[Excerpts from point annotation data]
··········
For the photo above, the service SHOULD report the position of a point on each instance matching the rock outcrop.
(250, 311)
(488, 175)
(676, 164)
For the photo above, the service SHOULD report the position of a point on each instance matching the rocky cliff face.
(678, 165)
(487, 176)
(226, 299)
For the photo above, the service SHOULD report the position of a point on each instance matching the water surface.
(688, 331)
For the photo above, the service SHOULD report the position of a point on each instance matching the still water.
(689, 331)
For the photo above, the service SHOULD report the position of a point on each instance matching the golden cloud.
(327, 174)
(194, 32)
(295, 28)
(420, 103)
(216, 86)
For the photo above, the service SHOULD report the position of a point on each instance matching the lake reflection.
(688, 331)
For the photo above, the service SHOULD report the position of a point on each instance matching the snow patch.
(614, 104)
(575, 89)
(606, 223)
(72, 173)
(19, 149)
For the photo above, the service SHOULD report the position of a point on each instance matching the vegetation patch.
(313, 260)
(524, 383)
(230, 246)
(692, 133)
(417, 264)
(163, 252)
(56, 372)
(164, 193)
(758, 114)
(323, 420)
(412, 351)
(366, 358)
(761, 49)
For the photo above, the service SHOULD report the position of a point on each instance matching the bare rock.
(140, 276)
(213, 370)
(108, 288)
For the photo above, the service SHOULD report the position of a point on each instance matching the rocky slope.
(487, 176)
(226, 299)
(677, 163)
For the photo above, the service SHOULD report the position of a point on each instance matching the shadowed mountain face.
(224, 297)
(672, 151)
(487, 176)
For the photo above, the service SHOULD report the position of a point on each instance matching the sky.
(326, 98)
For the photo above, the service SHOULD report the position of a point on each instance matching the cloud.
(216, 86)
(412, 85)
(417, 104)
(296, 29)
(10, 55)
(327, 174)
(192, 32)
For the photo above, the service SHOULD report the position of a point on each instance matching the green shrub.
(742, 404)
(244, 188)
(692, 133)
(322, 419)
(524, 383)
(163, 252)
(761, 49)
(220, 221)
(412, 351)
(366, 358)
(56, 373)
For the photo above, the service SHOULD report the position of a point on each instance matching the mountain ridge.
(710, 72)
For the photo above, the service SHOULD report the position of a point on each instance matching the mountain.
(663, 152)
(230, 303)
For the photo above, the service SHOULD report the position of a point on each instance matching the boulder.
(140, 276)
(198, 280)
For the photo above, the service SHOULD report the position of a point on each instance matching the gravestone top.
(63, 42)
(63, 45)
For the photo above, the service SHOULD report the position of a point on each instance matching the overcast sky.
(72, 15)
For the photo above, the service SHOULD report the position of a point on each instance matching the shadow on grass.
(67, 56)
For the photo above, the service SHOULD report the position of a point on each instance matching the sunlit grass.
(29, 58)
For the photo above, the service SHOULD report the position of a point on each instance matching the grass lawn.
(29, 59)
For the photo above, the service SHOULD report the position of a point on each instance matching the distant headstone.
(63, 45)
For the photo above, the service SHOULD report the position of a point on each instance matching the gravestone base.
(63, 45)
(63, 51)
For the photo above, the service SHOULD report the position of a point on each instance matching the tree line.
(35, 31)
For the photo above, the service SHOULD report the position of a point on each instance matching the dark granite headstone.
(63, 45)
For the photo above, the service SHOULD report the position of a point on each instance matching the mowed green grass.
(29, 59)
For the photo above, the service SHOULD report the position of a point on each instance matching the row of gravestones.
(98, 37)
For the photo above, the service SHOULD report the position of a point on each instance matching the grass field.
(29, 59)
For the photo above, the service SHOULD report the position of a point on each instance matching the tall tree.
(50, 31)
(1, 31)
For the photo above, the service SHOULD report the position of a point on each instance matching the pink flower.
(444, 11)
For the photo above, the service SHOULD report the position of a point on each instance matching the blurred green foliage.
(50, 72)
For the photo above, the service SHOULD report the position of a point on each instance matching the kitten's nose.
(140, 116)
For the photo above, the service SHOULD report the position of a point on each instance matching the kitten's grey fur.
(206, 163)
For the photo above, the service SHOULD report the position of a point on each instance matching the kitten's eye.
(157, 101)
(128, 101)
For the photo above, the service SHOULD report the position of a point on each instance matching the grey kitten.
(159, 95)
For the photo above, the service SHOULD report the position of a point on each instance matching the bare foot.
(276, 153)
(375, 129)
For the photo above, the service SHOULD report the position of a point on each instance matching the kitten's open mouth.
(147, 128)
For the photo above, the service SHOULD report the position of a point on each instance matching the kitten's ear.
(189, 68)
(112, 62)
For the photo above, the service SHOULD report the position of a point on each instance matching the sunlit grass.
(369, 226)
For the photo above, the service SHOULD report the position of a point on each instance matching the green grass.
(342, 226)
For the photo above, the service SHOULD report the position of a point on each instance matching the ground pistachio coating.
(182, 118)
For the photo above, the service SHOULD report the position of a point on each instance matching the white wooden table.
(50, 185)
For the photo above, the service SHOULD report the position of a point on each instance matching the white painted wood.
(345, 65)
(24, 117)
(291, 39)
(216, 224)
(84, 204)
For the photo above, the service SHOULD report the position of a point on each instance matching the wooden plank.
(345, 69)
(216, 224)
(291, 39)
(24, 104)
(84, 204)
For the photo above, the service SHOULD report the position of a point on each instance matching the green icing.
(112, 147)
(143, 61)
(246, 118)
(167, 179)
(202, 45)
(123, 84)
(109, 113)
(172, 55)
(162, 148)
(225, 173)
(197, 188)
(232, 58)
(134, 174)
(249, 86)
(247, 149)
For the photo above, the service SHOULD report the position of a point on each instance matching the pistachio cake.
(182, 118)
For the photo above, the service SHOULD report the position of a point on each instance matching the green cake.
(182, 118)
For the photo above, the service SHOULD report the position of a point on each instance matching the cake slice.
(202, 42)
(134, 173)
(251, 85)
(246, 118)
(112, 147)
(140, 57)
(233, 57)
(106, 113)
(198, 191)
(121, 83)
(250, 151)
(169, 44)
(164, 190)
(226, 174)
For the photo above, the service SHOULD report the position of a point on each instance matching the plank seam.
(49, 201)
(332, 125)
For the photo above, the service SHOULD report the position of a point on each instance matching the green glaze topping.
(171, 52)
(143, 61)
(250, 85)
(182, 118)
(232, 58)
··········
- **Problem details**
Make an exact copy of the records.

- **Result of this exercise**
For the photo above, the service SHOULD report the position of a point on each instance matching the rock outcrop.
(250, 311)
(488, 175)
(676, 164)
For the photo above, the service SHOULD report the position of a point on each instance matching the rocky cliff face.
(678, 165)
(487, 176)
(226, 299)
For the photo above, the service SHOULD report the position of a point on each instance matching the water surface.
(688, 331)
For the photo above, the service SHOULD report the position of a point on each instance matching the still water.
(689, 331)
For the photo above, the service SHOULD report the position of a point on each instance matching the golden cloud.
(327, 174)
(194, 32)
(295, 28)
(420, 103)
(216, 86)
For the photo above, the service SHOULD report the position of a point on each instance matching the lake reflection.
(688, 331)
For the photo above, the service SHOULD report the position of a point on each instance matching the snow patch.
(614, 104)
(575, 89)
(606, 223)
(72, 173)
(19, 149)
For the photo above, the service SHOULD report the position of a point on each instance matching the vegetation patch.
(313, 260)
(524, 383)
(230, 246)
(692, 133)
(417, 264)
(163, 252)
(56, 372)
(164, 193)
(758, 114)
(323, 420)
(412, 351)
(366, 358)
(761, 49)
For the photo above, the service SHOULD report the position of a point on each instance matching the bare rock.
(140, 276)
(213, 370)
(108, 288)
For the photo above, the service SHOULD report the position of a point on each instance matching the rocky slope.
(487, 176)
(226, 299)
(677, 163)
For the photo above, the service SHOULD report the position of a point on each instance matching the shadowed mountain face.
(224, 297)
(672, 151)
(487, 176)
For the photo above, the service SHOULD report the position of a point on each instance matching the sky.
(326, 98)
For the photo above, the service SHOULD report the position of a point on each instance matching the cloud.
(216, 86)
(412, 85)
(417, 104)
(296, 29)
(10, 55)
(327, 174)
(192, 32)
For the photo above, the service SHOULD report the position of a point on each instance matching the green shrub.
(742, 404)
(244, 188)
(692, 133)
(322, 419)
(524, 383)
(163, 252)
(761, 49)
(220, 221)
(412, 351)
(366, 358)
(56, 373)
For the photo above, the service SHOULD report the position of a point on each instance matching the mountain ridge.
(710, 72)
For the photo above, the service SHOULD report the position of a point on each instance matching the mountain.
(663, 152)
(230, 303)
For the photo above, the service SHOULD report the position of a point on each instance matching the boulder.
(140, 276)
(198, 280)
For the photo above, the service SHOULD report the position of a point on each instance matching the gravestone top.
(63, 42)
(63, 45)
For the photo above, the service SHOULD report the position of a point on each instance matching the overcast sky.
(72, 15)
For the photo above, the service SHOULD report the position of a point on each instance matching the shadow on grass.
(67, 56)
For the photo above, the service SHOULD report the position of a point on each instance matching the sunlit grass.
(29, 58)
For the photo above, the service SHOULD report the position of a point on each instance matching the grass lawn.
(29, 59)
For the photo above, the service SHOULD report the position of a point on each instance matching the distant headstone.
(63, 45)
For the photo above, the service SHOULD report the position of a point on each instance matching the gravestone base.
(63, 45)
(63, 51)
For the photo above, the service SHOULD report the position of a point on each instance matching the tree line.
(35, 31)
For the photo above, the service SHOULD report the position of a point on each instance matching the dark granite headstone.
(63, 45)
For the photo above, the service SHOULD report the position of a point on each instance matching the mowed green grass.
(29, 59)
For the photo above, the service SHOULD report the position of a point on each instance matching the row of gravestones.
(98, 37)
For the photo above, the service SHOULD report the position of a point on each instance matching the grass field.
(29, 59)
For the photo above, the service SHOULD report the position of a point on each instance matching the tall tree.
(50, 31)
(1, 31)
For the photo above, the service SHOULD report the position of a point on each instance matching the pink flower.
(444, 11)
For the photo above, the service SHOULD report the position of a point on each instance matching the blurred green foliage.
(50, 72)
For the photo above, the service SHOULD report the position of a point on each instance matching the kitten's nose.
(140, 116)
For the photo above, the service SHOULD report the position of a point on each instance matching the kitten's grey fur.
(206, 163)
For the photo above, the service SHOULD report the position of a point on each instance matching the kitten's eye.
(157, 101)
(128, 101)
For the photo above, the service SHOULD report the position of a point on each instance matching the grey kitten.
(159, 95)
For the photo above, the service SHOULD report the position of a point on each instance matching the bare foot.
(276, 153)
(375, 129)
For the photo above, the service SHOULD report the position of a point on each instance matching the kitten's open mouth.
(147, 128)
For the photo above, the service SHOULD report the position of a point on each instance matching the kitten's ear.
(189, 68)
(112, 62)
For the photo above, the service SHOULD report the position of a point on each instance matching the sunlit grass.
(369, 226)
For the photo above, the service SHOULD report the position of a point on each instance matching the green grass.
(342, 226)
For the photo above, the service SHOULD report the position of a point on each instance matching the ground pistachio coating.
(182, 118)
For the photo above, the service SHOULD report the position of a point on each instance matching the white wooden table.
(50, 185)
For the photo above, the service SHOULD report the position of a point on each instance matching the white painted wood.
(345, 65)
(24, 117)
(291, 39)
(216, 224)
(84, 204)
For the photo above, the service SHOULD report the position of a point on each instance matching the wooden plank.
(345, 69)
(216, 224)
(291, 39)
(24, 104)
(84, 204)
For the photo above, the service SHOULD report the position of a point on each instance matching the green icing.
(112, 147)
(143, 61)
(246, 118)
(167, 179)
(202, 45)
(123, 84)
(109, 113)
(172, 55)
(162, 148)
(225, 173)
(197, 188)
(232, 58)
(134, 174)
(249, 86)
(247, 149)
For the photo above, the service SHOULD report the position of a point on each instance matching the pistachio cake.
(182, 118)
For the photo above, the service SHOULD report the position of a point on each instance matching the green cake.
(182, 118)
For the photo above, the service SHOULD report the position of a point on each instance matching the cake slice.
(202, 42)
(134, 173)
(251, 85)
(246, 118)
(112, 147)
(140, 57)
(233, 57)
(106, 113)
(198, 191)
(121, 83)
(250, 151)
(169, 44)
(164, 190)
(226, 174)
For the photo above, the service SHOULD report the position of a point on each instance matching the plank seam.
(49, 201)
(332, 125)
For the photo above, the service SHOULD report the position of a point on each instance matching the green glaze topping.
(171, 52)
(143, 61)
(250, 85)
(182, 118)
(232, 58)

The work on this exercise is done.